From 8daa83a594a2e98f39d764422bfbdbc62c9efd44 Mon Sep 17 00:00:00 2001
From: Daniel Baumann <daniel.baumann@progress-linux.org>
Date: Fri, 19 Apr 2024 19:20:00 +0200
Subject: Adding upstream version 2:4.20.0+dfsg.

Signed-off-by: Daniel Baumann <daniel.baumann@progress-linux.org>
---
 ctdb/doc/readonlyrecords.txt | 343 +++++++++++++++++++++++++++++++++++++++++++
 1 file changed, 343 insertions(+)
 create mode 100644 ctdb/doc/readonlyrecords.txt

(limited to 'ctdb/doc/readonlyrecords.txt')

diff --git a/ctdb/doc/readonlyrecords.txt b/ctdb/doc/readonlyrecords.txt
new file mode 100644
index 0000000..e7be1c3
--- /dev/null
+++ b/ctdb/doc/readonlyrecords.txt
@@ -0,0 +1,343 @@
+Read-Only locks in CTDB
+=======================
+
+Problem
+=======
+CTDB currently only supports exclusive Read-Write locks for clients(samba) accessing the
+TDB databases.

▶ _YOUR TASKS_
a - In the CTDB read-only locks patch, give the lines between "Signed-off-by: Daniel Baumann" and "(limited to 'ctdb/doc/readonlyrecords.txt')", inclusive, again, swapping "insertions" for "additions".
b - In the CTDB read-only locks patch, list every field name that starts a line and is directly followed by a colon.
c - Take the CTDB read-only locks patch further by continuing it from its last line.
The data that follows is not needed for any of these tasks.

▶ _DATA PROVIDED_
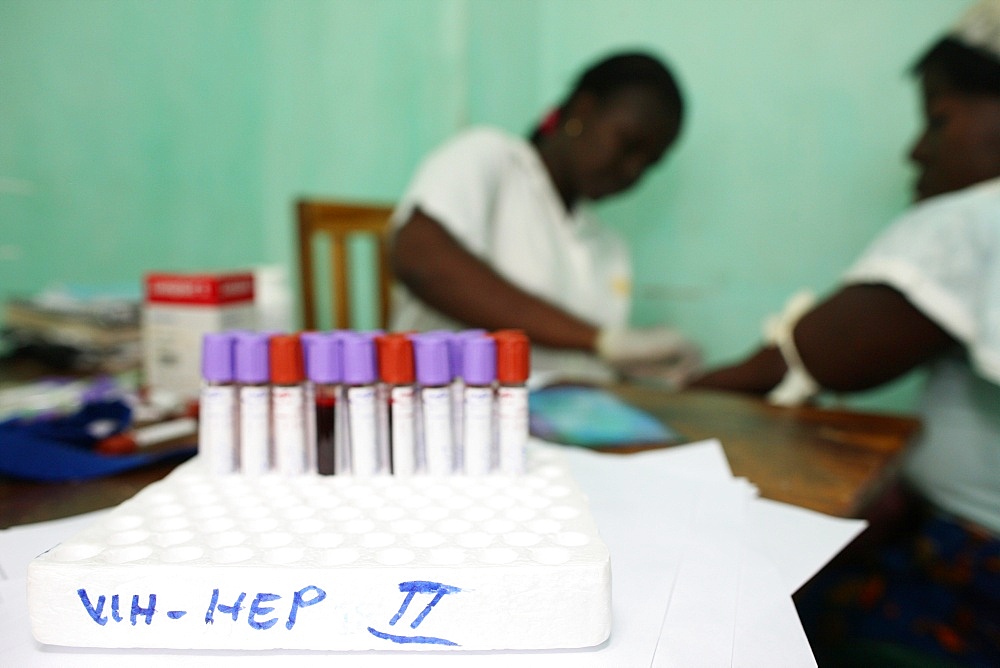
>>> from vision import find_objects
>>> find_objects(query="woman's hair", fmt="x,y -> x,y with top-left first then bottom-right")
532,51 -> 684,139
913,37 -> 1000,96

▶ _OUTPUTS FOR THE TASKS_
a -
Signed-off-by: Daniel Baumann <daniel.baumann@progress-linux.org>
---
 ctdb/doc/readonlyrecords.txt | 343 +++++++++++++++++++++++++++++++++++++++++++
 1 file changed, 343 additions(+)
 create mode 100644 ctdb/doc/readonlyrecords.txt

(limited to 'ctdb/doc/readonlyrecords.txt')

b - From, Date, Subject, Signed-off-by

c -
+This mostly works well but when very many clients are accessing the same file,
+at the same time, this causes the exclusive lock as well as the record itself to
+rapidly bounce between nodes and acts as a scalability limitation.
+
+This primarily affects locking.tdb and brlock.tdb, two databases where record access is 
+read-mostly and where writes are semi-rare.
+
+For the common case, if CTDB provided shared non-exclusive Read-Only lock semantics
+this would greatly improve scaling for these workloads.
+
+
+Desired properties
+==================
+We can not make backward incompatible changes the ctdb_ltdb header for the records.
+
+A Read-Only lock enabled ctdb demon must be able to interoperate with a non-Read-Only
+lock enbled daemon.
+
+Getting a Read-Only lock should not be slower than getting a Read-Write lock.
+
+When revoking Read-Only locks for a record, this should involve only those nodes that
+currently hold a Read-Only lock and should avoid broadcasting opportunistic revocations.
+(must track which nodes are delegated to)
+
+When a Read-Write lock is requested, if there are Read-Only locks delegated to other
+nodes, the DMASTER will defer the record migration until all read-only locks are first
+revoked (synchronous revoke).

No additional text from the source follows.